WRITTEN PROBLEM
Rewrite all of the material below, requests included. Multiply every bounding-box coordinate in the results by 2.2 and round to whole numbers, with halves rounding up. Leave the pictures out.

◆ ◆ ◆

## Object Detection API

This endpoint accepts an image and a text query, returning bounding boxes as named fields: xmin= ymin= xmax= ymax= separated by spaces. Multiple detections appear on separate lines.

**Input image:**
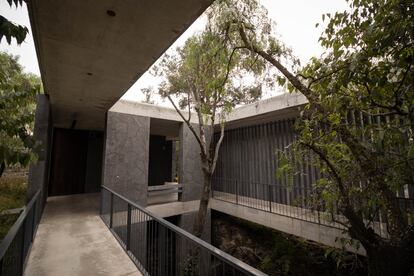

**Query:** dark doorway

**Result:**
xmin=148 ymin=135 xmax=172 ymax=186
xmin=49 ymin=128 xmax=103 ymax=196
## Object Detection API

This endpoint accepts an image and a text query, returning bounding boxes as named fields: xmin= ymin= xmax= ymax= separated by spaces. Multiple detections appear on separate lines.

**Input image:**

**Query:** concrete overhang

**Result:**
xmin=27 ymin=0 xmax=212 ymax=129
xmin=109 ymin=93 xmax=308 ymax=129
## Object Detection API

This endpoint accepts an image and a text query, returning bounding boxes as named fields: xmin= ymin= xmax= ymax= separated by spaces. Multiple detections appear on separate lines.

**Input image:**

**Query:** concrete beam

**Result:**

◆ ◆ ◆

RESPONSE
## Object Detection API

This endpoint accepts an image and a text query, returning bounding boxes as named fields: xmin= ymin= xmax= ymax= separated by spaces. Multiple detections appear on separate lines.

**Input image:**

**Query:** dark doorway

**Result:**
xmin=326 ymin=297 xmax=378 ymax=409
xmin=108 ymin=282 xmax=227 ymax=431
## Object Detection API

This endpoint accepts an image and a text query, returning bounding boxes as named fields: xmin= ymin= xmax= ymax= separated by spaces. Multiple detections appear on separate lines.

**Input image:**

**Query:** concrete overhang

**Result:**
xmin=59 ymin=0 xmax=466 ymax=284
xmin=240 ymin=205 xmax=678 ymax=284
## Object Detection API

This endpoint accepts an image and a text query, returning bounding boxes as named fields: xmin= ymin= xmax= ymax= separated by spaces. Multiple detections appear on separate lines.

**Input image:**

**Query:** concrete beam

**Result:**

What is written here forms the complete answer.